*Items from a dataset*.

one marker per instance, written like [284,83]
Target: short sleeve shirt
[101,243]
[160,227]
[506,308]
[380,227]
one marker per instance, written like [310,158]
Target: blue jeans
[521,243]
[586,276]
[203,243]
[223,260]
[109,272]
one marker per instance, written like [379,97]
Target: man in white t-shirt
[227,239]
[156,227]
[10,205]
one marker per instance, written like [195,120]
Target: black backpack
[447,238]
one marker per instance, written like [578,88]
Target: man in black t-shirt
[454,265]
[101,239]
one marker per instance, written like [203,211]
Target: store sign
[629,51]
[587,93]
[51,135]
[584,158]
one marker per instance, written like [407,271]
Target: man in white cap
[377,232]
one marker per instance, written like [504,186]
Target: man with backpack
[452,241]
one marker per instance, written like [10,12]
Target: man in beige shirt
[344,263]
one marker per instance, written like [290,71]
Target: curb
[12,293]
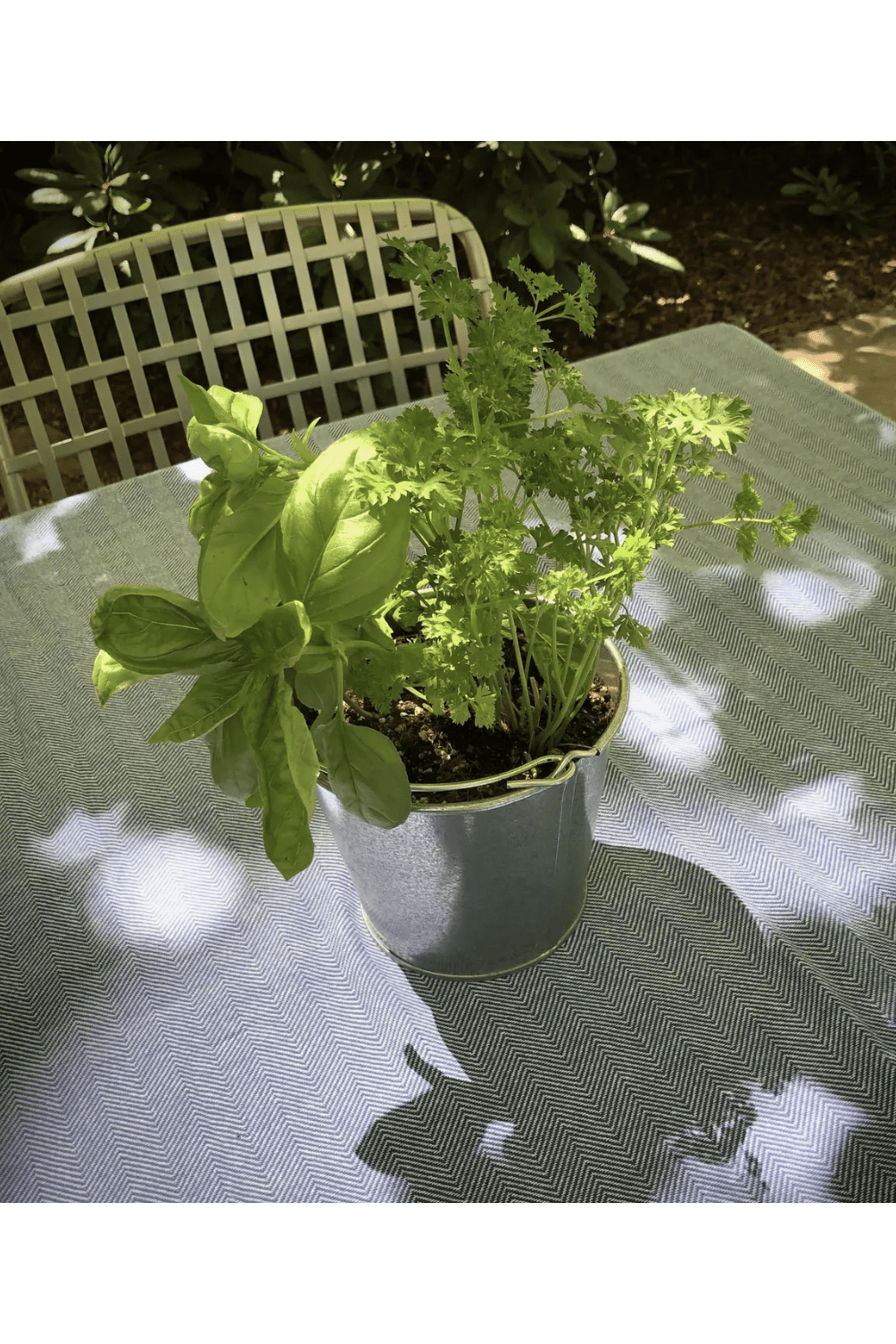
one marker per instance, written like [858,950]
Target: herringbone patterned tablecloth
[180,1025]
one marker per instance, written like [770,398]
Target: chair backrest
[90,345]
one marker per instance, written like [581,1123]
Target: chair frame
[415,220]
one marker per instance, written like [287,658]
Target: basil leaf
[233,762]
[220,406]
[342,557]
[212,699]
[152,631]
[285,823]
[367,773]
[111,676]
[236,574]
[278,636]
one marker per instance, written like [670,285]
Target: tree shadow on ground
[670,1049]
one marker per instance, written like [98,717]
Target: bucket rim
[563,770]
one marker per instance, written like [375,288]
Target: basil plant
[301,560]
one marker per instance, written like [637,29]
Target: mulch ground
[749,254]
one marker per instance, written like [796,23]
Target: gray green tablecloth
[180,1025]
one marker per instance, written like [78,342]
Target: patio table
[180,1025]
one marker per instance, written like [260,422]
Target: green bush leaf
[343,557]
[84,156]
[656,257]
[53,178]
[622,249]
[54,198]
[515,210]
[626,215]
[543,246]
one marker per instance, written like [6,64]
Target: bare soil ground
[750,257]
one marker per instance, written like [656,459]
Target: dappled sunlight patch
[787,1156]
[800,597]
[146,890]
[850,871]
[37,533]
[664,720]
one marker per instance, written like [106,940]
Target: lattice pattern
[180,297]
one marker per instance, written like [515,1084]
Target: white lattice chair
[128,271]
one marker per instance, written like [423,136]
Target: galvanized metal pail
[483,889]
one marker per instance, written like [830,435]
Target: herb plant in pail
[311,628]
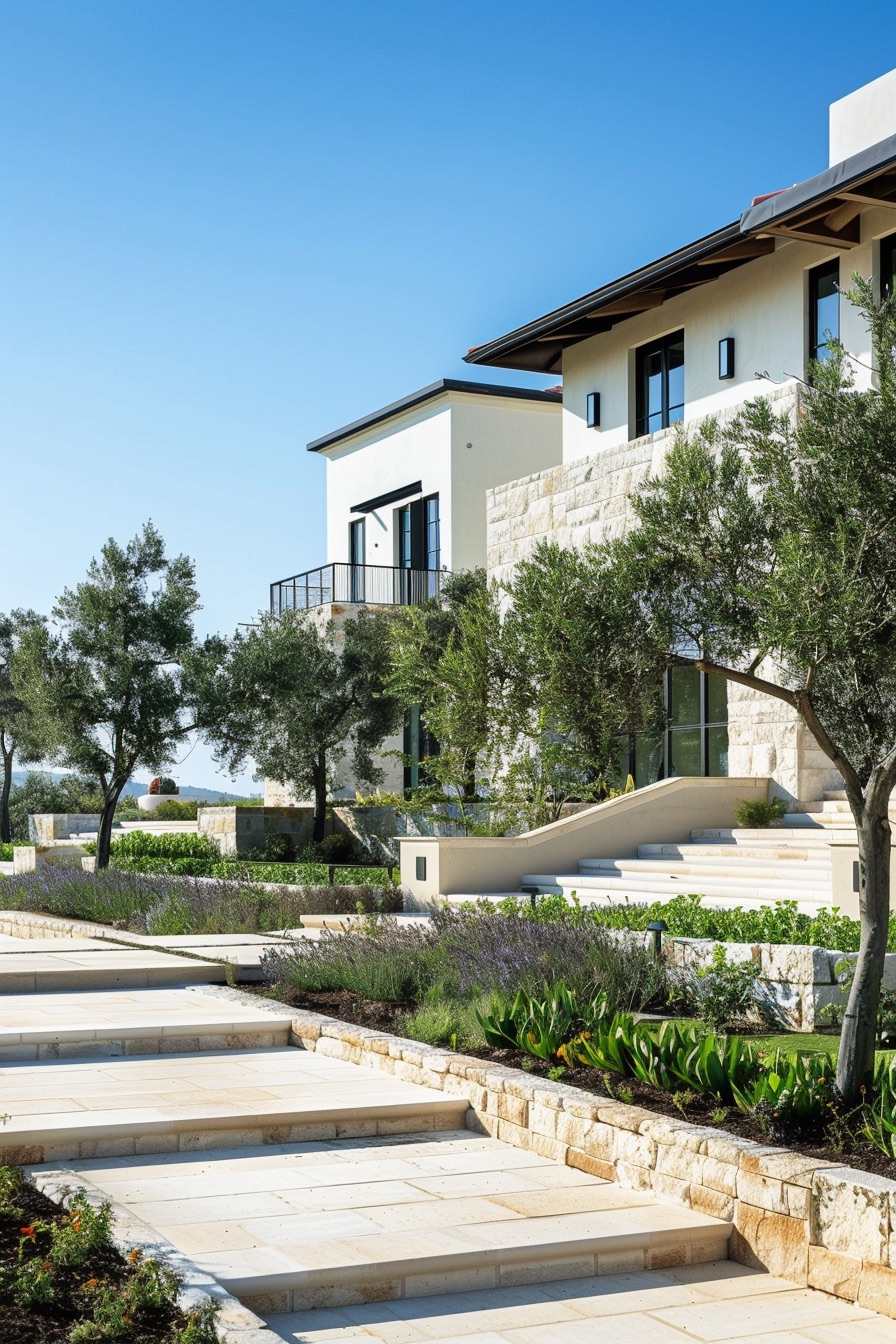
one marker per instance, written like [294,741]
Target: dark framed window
[356,557]
[419,544]
[660,376]
[695,741]
[887,265]
[824,309]
[419,746]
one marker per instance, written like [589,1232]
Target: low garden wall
[821,1226]
[46,827]
[801,981]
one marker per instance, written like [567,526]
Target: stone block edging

*WORK TO COMPLETE*.
An exact copy of every entry, minus the pictures, is what you should return.

*ANSWER SECTION*.
one marker per instance, written like [284,83]
Target: short sleeve shirt
[101,243]
[160,227]
[506,308]
[380,227]
one marker per instance, written like [310,158]
Target: blue jeans
[521,243]
[586,276]
[203,243]
[223,260]
[109,272]
one marker per instance, written like [379,97]
Target: man in white t-shirt
[227,239]
[156,227]
[10,205]
one marker per instance, written like [195,120]
Target: black backpack
[447,238]
one marker per instance, written like [578,88]
Target: man in black t-shirt
[454,265]
[101,239]
one marker per instance, written like [203,211]
Target: store sign
[629,51]
[587,93]
[51,135]
[584,158]
one marker per instance, written like [407,271]
Target: man in white cap
[377,232]
one marker per instance, written like [504,186]
Target: man with backpack
[452,241]
one marker per instance, written like [10,12]
Target: man in beige shirt
[344,263]
one marker per instance, written like [290,71]
Target: curb
[12,293]
one marker per instance, written like [858,950]
Target: herringbone patterned tablecloth
[180,1025]
one marker per instance, written like [770,398]
Target: chair backrest
[90,345]
one marker per instance, written like [581,1123]
Target: chair frame
[415,220]
one marker per instance, written like [287,658]
Target: basil leaf
[233,762]
[220,406]
[342,557]
[212,699]
[152,631]
[285,823]
[367,773]
[111,676]
[236,574]
[278,636]
one marker per instance, written like [670,285]
Target: tree shadow on ground
[670,1049]
one marker per instance, written like [98,717]
Target: bucket rim
[563,770]
one marker per instance, written like [375,288]
Target: basil plant
[301,560]
one marker per instance, written like [637,29]
Target: mulch ground
[749,254]
one marker per instance, written like [796,23]
Target: gray green tablecloth
[180,1025]
one marker per instance, written like [78,342]
Target: patio table
[180,1025]
one marker per instance, written like [260,422]
Target: green bush leaf
[343,557]
[84,156]
[656,257]
[53,178]
[622,249]
[54,198]
[515,210]
[626,215]
[543,246]
one marker per instance, written like [6,64]
Target: bare soil ground
[750,257]
one marker per instance, written like [656,459]
Target: dappled sunlight patch
[787,1156]
[800,597]
[146,890]
[850,871]
[37,533]
[664,720]
one marker per instance, written like [106,940]
Target: lattice pattern
[180,297]
one marker per instance, written like [515,1084]
Target: white lattice chair
[128,271]
one marker per instance, written like [423,136]
Target: galvanized metal pail
[483,889]
one marker per instance, written like [830,435]
Target: herb plant in pail
[311,628]
one marker per instance, written like [294,741]
Target: dark framed window
[356,557]
[419,544]
[660,376]
[695,741]
[887,265]
[824,309]
[419,746]
one marker per instance, written like [589,1232]
Target: low garden wall
[821,1226]
[46,827]
[801,981]
one marker per instance, written like [567,526]
Target: stone block edging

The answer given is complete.